(Excerpted text)
Examples of pharmaceutically acceptable carriers include one or
more of water, saline, phosphate buffered saline, dextrose,
glycerol, ethanol and the like, as well as combinations thereof. In
many cases, it will be preferable to include isotonic agents, for
example, sugars, polyalcohols such as mannitol, sorbitol, or sodium
chloride in the composition. Pharmaceutically acceptable carriers
may further comprise minor amounts of auxiliary substances such as
wetting or emulsifying agents, preservatives or buffers, which
enhance the shelf life or effectiveness of the antibody.
[0099] In a further embodiment, the pharmaceutical composition
comprises at least one additional therapeutic agent for treating a
spinal cord injury or treating pain, including, but not limited to,
neuropathic pain arising from spinal cord injury.
[0100] Various delivery systems are known and can be used to
administer one or more antibodies described herein or the
combination of one or more antibodies described herein e.g.,
encapsulation in liposomes, microparticles, microcapsules,
recombinant cells capable of expressing the antibody or antibody
fragment, receptor-mediated endocytosis (see, e.g., Wu and Wu, J.
Biol. Chem. 262:4429-4432 (1987)), construction of a nucleic acid
as part of a retroviral or other vector, etc. Methods of
administering a prophylactic or therapeutic agent include, but are
not limited to, parenteral administration (e.g., intradermal,
intramuscular, intraperitoneal, intravenous, intrathecal and
subcutaneous), epidural administration, intra tumoral
administration, and mucosal administration (eg., intranasal and
oral routes). In addition, pulmonary administration can be
employed, e.g., by use of an inhaler or nebulizer, and formulation
with an aerosolizing agent, See, e.g., U.S. Pat. Nos. 6,019,968;
5,985,320; 5,985,309; 5,934,272; 5,874,064; 5,855,913; 5,290,540;
and 4,880,078; and PCT Publication Nos. WO 92/19244; WO97/32572;
WO97/44013; WO98/31346; and WO99/66903, each of which is
incorporated herein by reference in their entireties. In one
embodiment, an antibody described herein, combination therapy, or a
composition described herein is administered using Alkermes
AIR.RTM. pulmonary drug delivery technology (Alkermes, Inc.,
Cambridge, Mass.). In a specific embodiment, prophylactic or
therapeutic agents of the antibodies described herein are
administered intramuscularly, intravenously, intratumorally,
orally, intranasally, pulmonary, or subcutaneously. The
prophylactic or therapeutic agents may be administered by any
convenient route, for example by infusion or bolus injection, by
absorption through epithelial or mucocutaneous linings (e.g., oral
mucosa, rectal and intestinal mucosa, etc.) and may be administered
together with other biologically active agents. Administration can
be systemic or local.
(End Excerpted text)
(Dataset)
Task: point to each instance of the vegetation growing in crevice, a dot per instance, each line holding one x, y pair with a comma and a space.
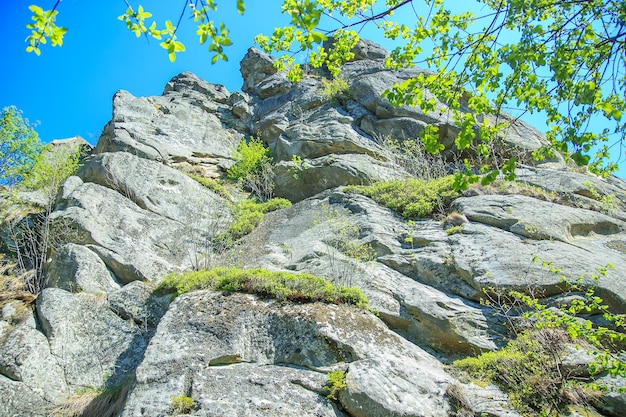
31, 232
254, 168
182, 404
335, 384
411, 198
274, 284
531, 367
88, 402
336, 89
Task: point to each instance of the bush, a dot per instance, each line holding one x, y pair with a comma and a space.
411, 198
279, 285
336, 382
530, 367
19, 146
254, 168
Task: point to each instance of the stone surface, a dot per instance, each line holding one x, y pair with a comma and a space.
286, 347
176, 127
93, 346
130, 217
76, 268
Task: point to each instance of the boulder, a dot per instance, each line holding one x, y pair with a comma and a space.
76, 268
135, 244
160, 190
93, 346
178, 127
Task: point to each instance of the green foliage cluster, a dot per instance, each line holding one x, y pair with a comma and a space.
19, 146
248, 157
336, 382
182, 404
412, 198
279, 285
607, 201
528, 370
44, 28
454, 230
253, 168
102, 402
31, 232
336, 89
248, 214
530, 367
52, 167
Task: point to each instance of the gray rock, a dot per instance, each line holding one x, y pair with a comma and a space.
175, 128
537, 219
93, 346
301, 239
136, 302
159, 189
75, 268
299, 181
28, 367
284, 347
485, 256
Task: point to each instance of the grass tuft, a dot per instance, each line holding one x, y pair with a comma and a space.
411, 198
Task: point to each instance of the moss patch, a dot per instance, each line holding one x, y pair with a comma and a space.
412, 198
248, 214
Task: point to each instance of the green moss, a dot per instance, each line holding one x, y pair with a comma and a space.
411, 198
336, 382
182, 404
336, 89
279, 285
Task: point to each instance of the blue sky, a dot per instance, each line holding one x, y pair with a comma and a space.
67, 91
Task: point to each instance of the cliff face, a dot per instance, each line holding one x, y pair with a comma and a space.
138, 217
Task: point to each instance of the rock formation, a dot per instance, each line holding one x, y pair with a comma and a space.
99, 324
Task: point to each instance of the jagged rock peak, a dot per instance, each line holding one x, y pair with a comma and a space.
187, 83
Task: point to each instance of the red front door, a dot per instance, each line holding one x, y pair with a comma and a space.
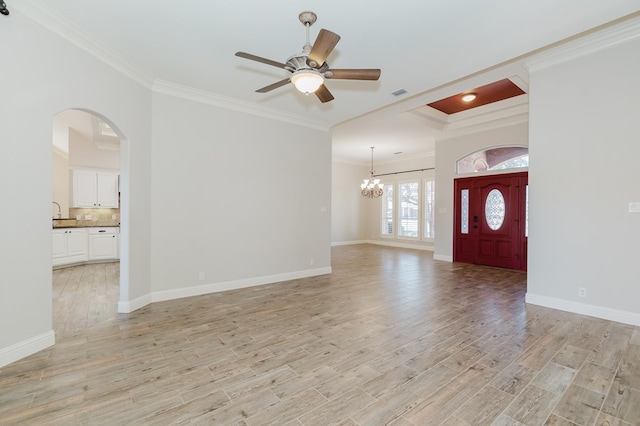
490, 220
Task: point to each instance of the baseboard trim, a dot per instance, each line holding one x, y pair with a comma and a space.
349, 243
161, 296
442, 257
601, 312
27, 347
126, 307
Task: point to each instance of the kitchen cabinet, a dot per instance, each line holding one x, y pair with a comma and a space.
103, 243
94, 188
69, 246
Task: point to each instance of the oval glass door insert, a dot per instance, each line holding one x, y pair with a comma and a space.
494, 209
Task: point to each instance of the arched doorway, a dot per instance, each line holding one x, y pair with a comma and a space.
87, 145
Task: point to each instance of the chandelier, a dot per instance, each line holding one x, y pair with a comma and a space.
371, 187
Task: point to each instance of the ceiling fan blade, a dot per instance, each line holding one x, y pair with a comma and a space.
260, 59
275, 85
356, 74
324, 44
324, 94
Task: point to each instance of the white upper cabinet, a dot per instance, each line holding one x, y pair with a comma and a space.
95, 188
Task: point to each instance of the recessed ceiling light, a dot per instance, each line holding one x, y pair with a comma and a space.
468, 97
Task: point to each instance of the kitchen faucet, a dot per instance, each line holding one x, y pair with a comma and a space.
59, 210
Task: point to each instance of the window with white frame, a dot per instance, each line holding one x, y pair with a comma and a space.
429, 203
408, 209
387, 211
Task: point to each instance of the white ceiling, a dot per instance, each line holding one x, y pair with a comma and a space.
432, 49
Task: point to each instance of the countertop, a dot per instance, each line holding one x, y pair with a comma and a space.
74, 223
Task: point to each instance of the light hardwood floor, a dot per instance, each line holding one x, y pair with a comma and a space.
391, 337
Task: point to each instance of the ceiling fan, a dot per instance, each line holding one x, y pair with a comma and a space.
309, 68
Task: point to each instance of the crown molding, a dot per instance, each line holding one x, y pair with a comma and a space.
511, 120
39, 12
585, 44
42, 14
200, 96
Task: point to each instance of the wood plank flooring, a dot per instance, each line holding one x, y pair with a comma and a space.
390, 337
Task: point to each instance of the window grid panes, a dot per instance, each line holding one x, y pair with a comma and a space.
387, 211
464, 213
429, 209
408, 207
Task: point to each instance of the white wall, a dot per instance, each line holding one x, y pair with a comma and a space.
42, 76
60, 183
83, 152
242, 198
584, 148
356, 219
448, 151
349, 210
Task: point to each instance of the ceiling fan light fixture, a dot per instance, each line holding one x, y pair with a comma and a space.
468, 97
307, 80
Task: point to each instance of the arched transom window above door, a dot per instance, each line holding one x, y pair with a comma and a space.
500, 158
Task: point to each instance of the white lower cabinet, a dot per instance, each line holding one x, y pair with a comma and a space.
69, 246
103, 243
77, 245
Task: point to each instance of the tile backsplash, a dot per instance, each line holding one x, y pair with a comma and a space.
101, 217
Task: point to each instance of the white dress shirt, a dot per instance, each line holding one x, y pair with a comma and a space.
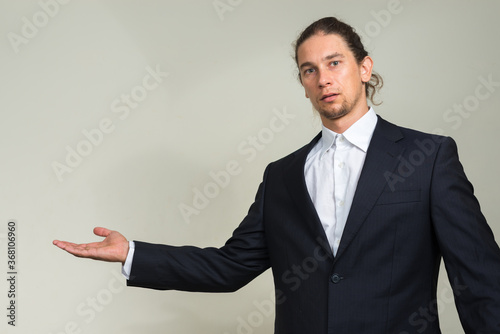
332, 172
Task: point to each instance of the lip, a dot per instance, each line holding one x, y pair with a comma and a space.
329, 97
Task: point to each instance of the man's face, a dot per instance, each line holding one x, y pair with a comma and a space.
331, 76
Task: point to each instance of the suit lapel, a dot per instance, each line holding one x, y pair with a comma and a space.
381, 157
297, 188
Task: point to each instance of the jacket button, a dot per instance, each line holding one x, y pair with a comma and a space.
335, 278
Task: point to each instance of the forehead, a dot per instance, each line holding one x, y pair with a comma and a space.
321, 45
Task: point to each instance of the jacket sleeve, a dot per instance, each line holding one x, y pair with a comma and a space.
470, 253
188, 268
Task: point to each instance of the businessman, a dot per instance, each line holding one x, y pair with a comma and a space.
354, 224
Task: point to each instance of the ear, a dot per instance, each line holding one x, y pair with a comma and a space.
365, 69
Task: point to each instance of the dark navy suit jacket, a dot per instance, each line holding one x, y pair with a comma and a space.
413, 206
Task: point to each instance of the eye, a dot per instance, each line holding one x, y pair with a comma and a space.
309, 71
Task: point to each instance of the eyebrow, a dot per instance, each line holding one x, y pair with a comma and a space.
333, 55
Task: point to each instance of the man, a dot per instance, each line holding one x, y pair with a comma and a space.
353, 225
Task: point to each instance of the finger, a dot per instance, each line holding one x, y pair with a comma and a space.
101, 231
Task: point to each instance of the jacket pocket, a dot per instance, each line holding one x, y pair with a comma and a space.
396, 197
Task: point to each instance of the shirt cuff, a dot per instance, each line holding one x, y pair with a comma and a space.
127, 266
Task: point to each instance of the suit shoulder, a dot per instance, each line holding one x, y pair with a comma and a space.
396, 131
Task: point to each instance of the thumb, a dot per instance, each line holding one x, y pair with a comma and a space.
101, 231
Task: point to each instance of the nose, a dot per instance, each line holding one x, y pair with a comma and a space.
324, 78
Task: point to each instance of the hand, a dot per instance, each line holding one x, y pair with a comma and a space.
114, 248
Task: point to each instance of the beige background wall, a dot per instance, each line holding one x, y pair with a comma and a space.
224, 73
(End Dataset)
How to complete this task ▸ Continue the passage on delivering and administering the antibody compositions, picking up right after "Administration can be systemic or local."

Result of this task ▸
[0101] In a specific embodiment, it may be desirable to administer
the antibodies described herein locally to the area in need of
treatment; this may be achieved by, for example, and not by way of
limitation, local infusion, by injection, or by means of an
implant, said implant being of a porous or non-porous material,
including membranes and matrices, such as sialastic membranes,
polymers, fibrous matrices (e.g., Tissuel.RTM.), or collagen
matrices. In one embodiment, an effective amount of one or more
antibodies described herein is administered locally to the affected
area to a subject to prevent, treat, manage, and/or ameliorate a
disorder or a symptom thereof. In another embodiment, an effective
amount of one or more antibodies described herein is administered
locally to the affected area in combination with an effective
amount of one or more therapies (e.g., one or more prophylactic or
therapeutic agents) other than an antibody described herein to a
subject to prevent, treat, manage, and/or ameliorate a disorder or
one or more symptoms thereof.
[0102] In certain embodiments, intrathecal administration may be
ruled out as a treatment option (e,g., during early stages of
injury if edema impedes CSF flow).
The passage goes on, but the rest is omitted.